● Task requirements:
From the entries that follow, reproduce exactly and only the lines from the line with "pixel 40 362" to the line with "pixel 62 53", endpoints included.

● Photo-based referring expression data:
....

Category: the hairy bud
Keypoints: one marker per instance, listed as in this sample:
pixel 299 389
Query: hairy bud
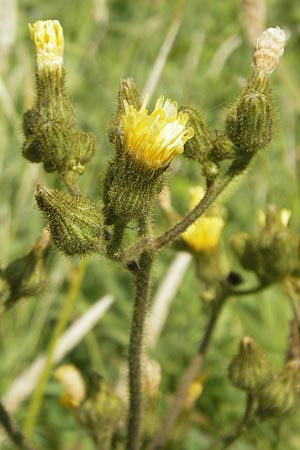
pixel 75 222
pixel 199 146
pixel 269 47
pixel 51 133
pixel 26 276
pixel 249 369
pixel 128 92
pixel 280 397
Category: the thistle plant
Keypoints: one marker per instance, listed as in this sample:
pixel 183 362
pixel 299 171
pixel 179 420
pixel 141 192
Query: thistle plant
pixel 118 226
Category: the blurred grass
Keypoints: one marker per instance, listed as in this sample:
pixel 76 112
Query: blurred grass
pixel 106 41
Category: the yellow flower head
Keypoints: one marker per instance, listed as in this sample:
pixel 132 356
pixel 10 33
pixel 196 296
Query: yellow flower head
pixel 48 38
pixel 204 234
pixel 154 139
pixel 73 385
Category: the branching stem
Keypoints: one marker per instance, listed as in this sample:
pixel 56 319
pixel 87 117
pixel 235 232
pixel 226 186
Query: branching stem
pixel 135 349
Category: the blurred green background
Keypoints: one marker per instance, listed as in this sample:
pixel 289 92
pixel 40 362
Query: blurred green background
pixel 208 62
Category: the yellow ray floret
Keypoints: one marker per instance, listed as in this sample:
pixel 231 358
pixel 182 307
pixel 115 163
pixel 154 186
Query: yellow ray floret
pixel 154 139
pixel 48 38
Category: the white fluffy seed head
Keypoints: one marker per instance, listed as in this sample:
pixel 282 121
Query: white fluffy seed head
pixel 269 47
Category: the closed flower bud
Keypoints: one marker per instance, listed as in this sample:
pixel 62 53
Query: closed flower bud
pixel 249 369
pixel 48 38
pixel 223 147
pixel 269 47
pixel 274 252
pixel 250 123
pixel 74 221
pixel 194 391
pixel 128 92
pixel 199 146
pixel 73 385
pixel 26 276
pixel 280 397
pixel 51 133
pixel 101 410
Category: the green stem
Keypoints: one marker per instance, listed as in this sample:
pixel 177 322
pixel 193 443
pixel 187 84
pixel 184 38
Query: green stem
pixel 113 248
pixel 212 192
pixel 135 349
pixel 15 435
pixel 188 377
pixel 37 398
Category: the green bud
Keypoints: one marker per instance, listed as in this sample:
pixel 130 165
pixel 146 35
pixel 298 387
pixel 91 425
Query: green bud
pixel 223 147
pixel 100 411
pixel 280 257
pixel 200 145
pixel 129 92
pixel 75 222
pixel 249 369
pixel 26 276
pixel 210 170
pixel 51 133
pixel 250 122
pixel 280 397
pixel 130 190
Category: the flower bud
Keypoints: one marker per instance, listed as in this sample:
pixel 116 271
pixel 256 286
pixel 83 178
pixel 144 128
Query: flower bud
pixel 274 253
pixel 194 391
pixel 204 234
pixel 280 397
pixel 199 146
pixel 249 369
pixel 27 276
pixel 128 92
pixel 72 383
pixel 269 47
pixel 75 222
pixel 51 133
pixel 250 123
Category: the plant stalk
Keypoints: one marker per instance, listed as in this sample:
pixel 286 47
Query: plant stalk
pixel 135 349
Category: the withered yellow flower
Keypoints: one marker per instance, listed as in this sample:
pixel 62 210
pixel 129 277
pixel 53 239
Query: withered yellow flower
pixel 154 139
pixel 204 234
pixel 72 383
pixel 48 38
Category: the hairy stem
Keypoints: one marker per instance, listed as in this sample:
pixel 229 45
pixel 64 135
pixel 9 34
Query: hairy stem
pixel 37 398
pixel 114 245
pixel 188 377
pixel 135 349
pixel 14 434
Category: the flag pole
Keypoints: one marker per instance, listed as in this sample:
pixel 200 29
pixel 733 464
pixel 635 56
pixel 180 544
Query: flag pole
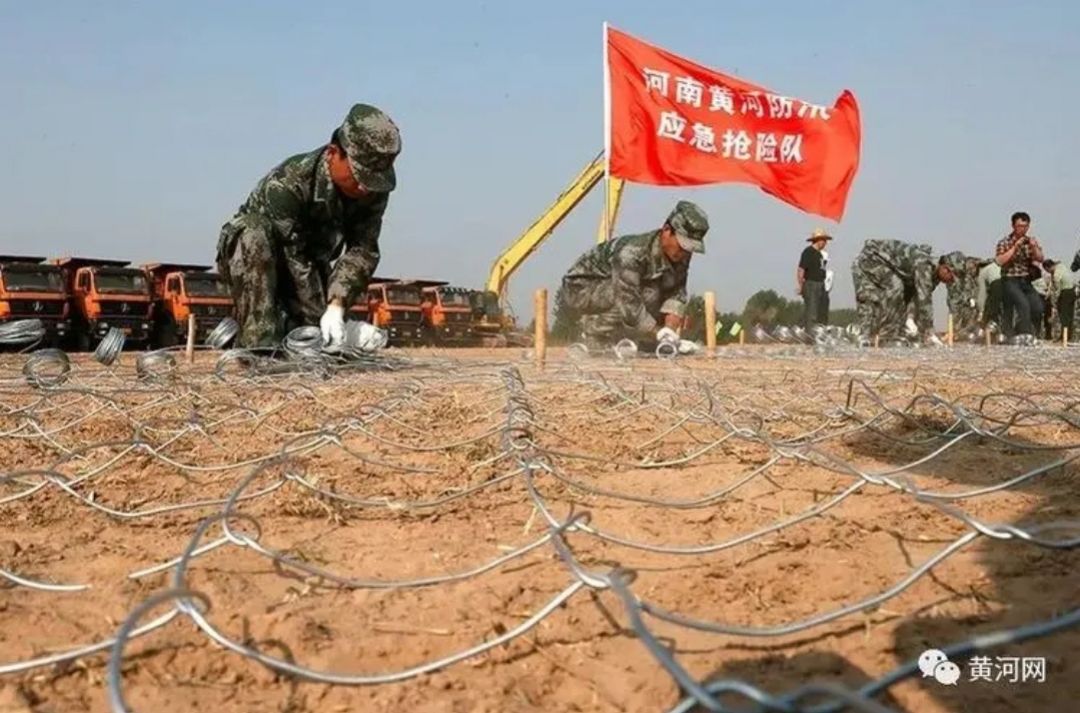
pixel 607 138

....

● Written response:
pixel 40 362
Query: blurred green background
pixel 208 62
Category: the yellow ray floret
Keypoints: one marker per instance, listed as in this sample:
pixel 231 358
pixel 182 307
pixel 115 163
pixel 154 186
Query: yellow ray floret
pixel 154 139
pixel 48 38
Category: the white fluffy seed head
Keypoints: one marker per instance, listed as in this sample:
pixel 282 121
Query: white fluffy seed head
pixel 269 47
Category: the closed flower bud
Keypoints: one marker per instance, listed as in this sample:
pixel 62 53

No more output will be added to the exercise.